§ Work item:
Copy every item below word for word, but leave out the pictures.

START Entries shown

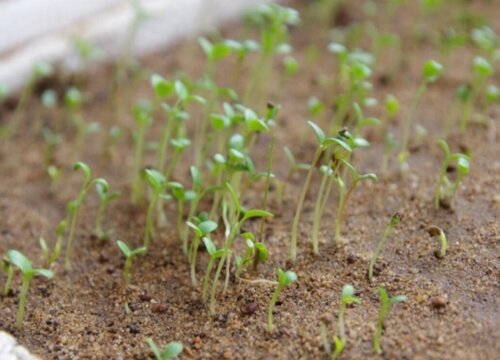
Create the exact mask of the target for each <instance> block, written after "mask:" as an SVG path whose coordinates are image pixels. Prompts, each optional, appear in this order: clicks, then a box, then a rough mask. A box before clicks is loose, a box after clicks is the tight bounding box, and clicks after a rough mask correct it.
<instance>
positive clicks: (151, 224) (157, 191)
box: [143, 169, 170, 248]
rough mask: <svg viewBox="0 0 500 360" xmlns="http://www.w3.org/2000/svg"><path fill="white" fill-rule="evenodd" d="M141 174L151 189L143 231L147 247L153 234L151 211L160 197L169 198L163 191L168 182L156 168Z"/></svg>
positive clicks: (164, 188) (154, 208)
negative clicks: (144, 229) (141, 174)
mask: <svg viewBox="0 0 500 360" xmlns="http://www.w3.org/2000/svg"><path fill="white" fill-rule="evenodd" d="M143 174H144V177H145V178H146V182H147V184H148V185H149V187H150V189H151V191H152V193H151V198H150V200H149V205H148V212H147V214H146V230H145V233H144V246H145V247H146V248H148V247H149V243H150V241H151V239H152V238H154V236H155V231H154V219H153V213H154V209H155V206H156V203H157V202H158V201H159V200H160V199H164V200H169V199H170V197H169V196H167V194H165V193H164V192H165V190H166V189H167V185H168V183H167V181H166V179H165V176H163V174H162V173H160V172H159V171H157V170H153V169H146V170H144V172H143Z"/></svg>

END Entries shown

§ Output of the task:
Create the exact mask of the target for each <instance> block, written after "mask:" as an SVG path whose coordinates are image pixels. Prompts, each optional, appear in this order: clicks, then a box, then a rough mask. A box before clicks is loose, a box after clicks is the tight bounding box, and clicks after a rough mask correct it.
<instance>
positive clicks: (151, 224) (157, 191)
box: [143, 169, 170, 248]
rough mask: <svg viewBox="0 0 500 360" xmlns="http://www.w3.org/2000/svg"><path fill="white" fill-rule="evenodd" d="M141 174L151 189L143 231L147 247L153 234L151 211L160 197L169 198L163 191L168 182L156 168Z"/></svg>
positive clicks: (164, 188) (154, 208)
negative clicks: (144, 229) (141, 174)
mask: <svg viewBox="0 0 500 360" xmlns="http://www.w3.org/2000/svg"><path fill="white" fill-rule="evenodd" d="M143 174H144V177H145V178H146V182H147V184H148V185H149V187H150V189H151V191H152V193H151V198H150V200H149V205H148V212H147V214H146V230H145V233H144V246H145V247H146V248H148V247H149V243H150V241H151V239H152V238H154V236H155V231H154V219H153V213H154V209H155V206H156V203H157V202H158V201H159V200H160V199H164V200H169V199H170V197H169V196H167V194H165V193H164V192H165V190H166V189H167V185H168V183H167V181H166V179H165V176H163V174H162V173H160V172H159V171H157V170H153V169H146V170H144V172H143Z"/></svg>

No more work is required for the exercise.